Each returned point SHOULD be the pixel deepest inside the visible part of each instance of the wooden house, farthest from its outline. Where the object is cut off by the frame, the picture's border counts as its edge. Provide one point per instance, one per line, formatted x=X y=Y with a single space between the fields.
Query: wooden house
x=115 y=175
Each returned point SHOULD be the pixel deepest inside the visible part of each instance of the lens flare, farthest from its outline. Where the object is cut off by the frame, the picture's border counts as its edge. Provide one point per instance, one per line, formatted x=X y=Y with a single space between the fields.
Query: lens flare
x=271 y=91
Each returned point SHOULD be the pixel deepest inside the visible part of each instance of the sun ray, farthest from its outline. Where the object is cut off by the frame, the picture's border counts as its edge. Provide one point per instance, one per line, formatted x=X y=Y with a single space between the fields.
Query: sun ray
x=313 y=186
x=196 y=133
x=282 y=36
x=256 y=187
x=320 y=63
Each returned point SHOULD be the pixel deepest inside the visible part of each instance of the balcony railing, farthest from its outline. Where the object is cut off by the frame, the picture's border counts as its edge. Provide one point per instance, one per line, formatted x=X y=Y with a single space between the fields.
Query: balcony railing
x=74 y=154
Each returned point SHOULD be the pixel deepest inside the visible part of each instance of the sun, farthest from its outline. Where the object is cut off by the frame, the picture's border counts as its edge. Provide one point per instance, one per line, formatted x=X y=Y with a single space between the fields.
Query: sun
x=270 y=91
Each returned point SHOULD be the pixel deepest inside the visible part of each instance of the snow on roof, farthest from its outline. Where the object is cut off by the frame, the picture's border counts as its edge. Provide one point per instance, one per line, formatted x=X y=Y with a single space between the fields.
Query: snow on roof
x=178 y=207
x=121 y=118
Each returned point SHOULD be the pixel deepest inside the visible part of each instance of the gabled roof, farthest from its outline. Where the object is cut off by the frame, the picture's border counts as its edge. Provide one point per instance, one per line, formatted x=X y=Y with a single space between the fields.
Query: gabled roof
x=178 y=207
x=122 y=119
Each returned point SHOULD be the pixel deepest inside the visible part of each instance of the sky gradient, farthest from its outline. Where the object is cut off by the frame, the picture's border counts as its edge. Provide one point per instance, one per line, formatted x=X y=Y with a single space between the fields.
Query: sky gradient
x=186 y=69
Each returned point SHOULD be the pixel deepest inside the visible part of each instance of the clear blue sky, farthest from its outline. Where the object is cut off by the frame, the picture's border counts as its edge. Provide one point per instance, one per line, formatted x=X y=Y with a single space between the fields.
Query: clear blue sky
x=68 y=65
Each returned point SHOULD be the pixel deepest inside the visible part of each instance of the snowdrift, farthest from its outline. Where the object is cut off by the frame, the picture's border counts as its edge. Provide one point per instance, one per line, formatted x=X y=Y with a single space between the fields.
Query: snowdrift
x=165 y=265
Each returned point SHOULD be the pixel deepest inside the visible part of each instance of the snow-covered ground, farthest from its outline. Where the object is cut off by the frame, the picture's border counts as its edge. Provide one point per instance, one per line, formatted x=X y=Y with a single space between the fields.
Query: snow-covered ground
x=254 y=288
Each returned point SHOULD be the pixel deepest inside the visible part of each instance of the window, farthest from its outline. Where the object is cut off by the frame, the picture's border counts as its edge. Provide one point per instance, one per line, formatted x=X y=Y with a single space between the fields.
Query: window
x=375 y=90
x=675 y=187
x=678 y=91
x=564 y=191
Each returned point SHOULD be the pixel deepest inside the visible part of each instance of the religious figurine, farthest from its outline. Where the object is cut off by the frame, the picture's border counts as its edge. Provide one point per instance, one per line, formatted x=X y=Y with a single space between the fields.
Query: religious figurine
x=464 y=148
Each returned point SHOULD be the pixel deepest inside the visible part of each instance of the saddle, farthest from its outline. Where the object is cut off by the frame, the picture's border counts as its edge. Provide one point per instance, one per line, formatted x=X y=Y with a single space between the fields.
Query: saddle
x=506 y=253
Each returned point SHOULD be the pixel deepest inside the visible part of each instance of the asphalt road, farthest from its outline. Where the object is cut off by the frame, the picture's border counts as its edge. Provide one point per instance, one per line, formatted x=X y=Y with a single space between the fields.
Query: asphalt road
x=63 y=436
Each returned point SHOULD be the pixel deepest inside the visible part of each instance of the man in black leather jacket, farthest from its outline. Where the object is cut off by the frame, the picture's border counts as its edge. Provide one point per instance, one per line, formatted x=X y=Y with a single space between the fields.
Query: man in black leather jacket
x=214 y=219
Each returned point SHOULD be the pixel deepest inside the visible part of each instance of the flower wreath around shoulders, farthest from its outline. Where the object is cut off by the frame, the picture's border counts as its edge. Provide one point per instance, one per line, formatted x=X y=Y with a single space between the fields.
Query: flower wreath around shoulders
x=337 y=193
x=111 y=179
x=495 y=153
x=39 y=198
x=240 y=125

AIM: Rewrite all of the lines above as a Markdown table with two columns, Row and Line, giving each line its row number and leaving out any blank lines.

OUTPUT OF THE TASK:
| Row | Line |
|---|---|
| 1 | Each returned point SHOULD be the pixel deepest inside the visible part of each instance of the wooden house, farthest from its outline. Where the object is cut off by the frame, the picture's border counts as its edge. Provide one point per instance, one per line, formatted x=X y=Y with a single space between the fields. |
| 2 | Query: wooden house |
| 3 | x=115 y=175 |
| 4 | Each returned point SHOULD be the pixel deepest inside the visible part of each instance of the lens flare, farthest from its outline. Where the object is cut off by the frame, the picture's border counts as its edge. Provide one point per instance, one per line, formatted x=X y=Y with a single space between the fields. |
| 5 | Query: lens flare |
| 6 | x=271 y=91 |
| 7 | Each returned point SHOULD be the pixel deepest inside the visible part of each instance of the sun ray, farthest from its outline. Where the object is cut off by the frame, the picture's border counts as its edge. Provide one point per instance, one per line, formatted x=X y=Y with a single space between the fields. |
| 8 | Query: sun ray |
| 9 | x=313 y=186 |
| 10 | x=196 y=133 |
| 11 | x=282 y=36 |
| 12 | x=256 y=187 |
| 13 | x=320 y=63 |
| 14 | Each returned point SHOULD be the pixel deepest inside the visible part of each instance of the balcony railing, farthest from its outline. Where the object is cut off by the frame, the picture's border counts as its edge. Provide one point per instance, one per line, formatted x=X y=Y with a single space between the fields. |
| 15 | Query: balcony railing |
| 16 | x=74 y=154 |
| 17 | Each returned point SHOULD be the pixel deepest inside the visible part of each instance of the sun, farthest from its outline. Where the object is cut off by the frame, the picture's border counts as its edge. Provide one point per instance, one per line, formatted x=X y=Y with a single space between the fields. |
| 18 | Query: sun |
| 19 | x=270 y=91 |
| 20 | Each returned point SHOULD be the pixel deepest inside the visible part of each instance of the snow on roof, farthest from its outline. Where the object is cut off by the frame, the picture's border counts as its edge. Provide one point per instance, one per line, formatted x=X y=Y with a single space between the fields. |
| 21 | Query: snow on roof |
| 22 | x=178 y=207 |
| 23 | x=121 y=118 |
| 24 | Each returned point SHOULD be the pixel deepest inside the visible part of each instance of the gabled roof, farthest from its outline. Where the object is cut off by the frame, the picture's border counts as its edge. Provide one point per instance, one per line, formatted x=X y=Y with a single space between the fields. |
| 25 | Query: gabled roof |
| 26 | x=178 y=207 |
| 27 | x=122 y=119 |
| 28 | Each returned point SHOULD be the pixel deepest inside the visible part of each instance of the sky gradient, farthest from its outline. Where the object is cut off by the frame, the picture's border counts as its edge. Provide one point per instance, one per line, formatted x=X y=Y with a single space between the fields. |
| 29 | Query: sky gradient |
| 30 | x=186 y=69 |
| 31 | Each returned point SHOULD be the pixel deepest inside the visible part of each instance of the clear blue sky, farthest from its outline. Where the object is cut off by the frame, the picture's border counts as its edge. Provide one point per instance, one per line, formatted x=X y=Y with a single space between the fields. |
| 32 | Query: clear blue sky |
| 33 | x=68 y=65 |
| 34 | Each returned point SHOULD be the pixel deepest inside the visible part of each instance of the snowdrift, farthest from its outline. Where the object is cut off by the frame, the picture's border counts as its edge. Provide one point per instance, one per line, formatted x=X y=Y with a single space between the fields. |
| 35 | Query: snowdrift |
| 36 | x=165 y=265 |
| 37 | Each returned point SHOULD be the pixel deepest inside the visible part of each instance of the snow-covered ground, farthest from its outline. Where the object is cut off by the frame, the picture's border counts as its edge. Provide one point per instance, one per line, formatted x=X y=Y with a single space between the fields. |
| 38 | Query: snow-covered ground |
| 39 | x=254 y=288 |
| 40 | Each returned point SHOULD be the pixel deepest inside the visible part of each instance of the window, farthest from its outline. Where the object is cut off by the frame, the picture's border counts as its edge. Provide one point per instance, one per line, formatted x=X y=Y with a single space between the fields. |
| 41 | Query: window |
| 42 | x=375 y=90 |
| 43 | x=675 y=187 |
| 44 | x=678 y=91 |
| 45 | x=564 y=191 |
| 46 | Each returned point SHOULD be the pixel deepest inside the visible part of each instance of the religious figurine, farthest from its outline. Where the object is cut off by the frame, the picture's border counts as its edge. Provide one point per instance, one per line, formatted x=X y=Y with a single space between the fields. |
| 47 | Query: religious figurine |
| 48 | x=464 y=148 |
| 49 | Each returned point SHOULD be the pixel deepest inside the visible part of each instance of the saddle, farthest from its outline. Where the object is cut off by the frame, the picture's border counts as its edge. Provide one point per instance, one per line, formatted x=X y=Y with a single space between the fields. |
| 50 | Query: saddle |
| 51 | x=506 y=253 |
| 52 | Each returned point SHOULD be the pixel deepest inside the visible part of each instance of the asphalt road, farthest from its outline. Where the object is cut off by the frame, the picture's border counts as its edge. Provide one point per instance, one per line, formatted x=X y=Y with a single space between the fields. |
| 53 | Query: asphalt road |
| 54 | x=63 y=436 |
| 55 | Each returned point SHOULD be the pixel deepest inside the visible part of each instance of the man in black leather jacket, farthest from its outline. Where the object is cut off by the frame, the picture's border counts as its edge. Provide one point per instance, one per line, formatted x=X y=Y with a single space between the fields. |
| 56 | Query: man in black leather jacket |
| 57 | x=214 y=219 |
| 58 | Each returned point SHOULD be the pixel deepest inside the visible part of each instance of the flower wreath around shoulders, farthest from its outline. Where the object is cut off by the frame, the picture's border counts as its edge. Provide one point per instance, one per line, formatted x=X y=Y with a single space between the fields. |
| 59 | Query: flower wreath around shoulders |
| 60 | x=337 y=193 |
| 61 | x=111 y=179 |
| 62 | x=495 y=153 |
| 63 | x=39 y=198 |
| 64 | x=240 y=125 |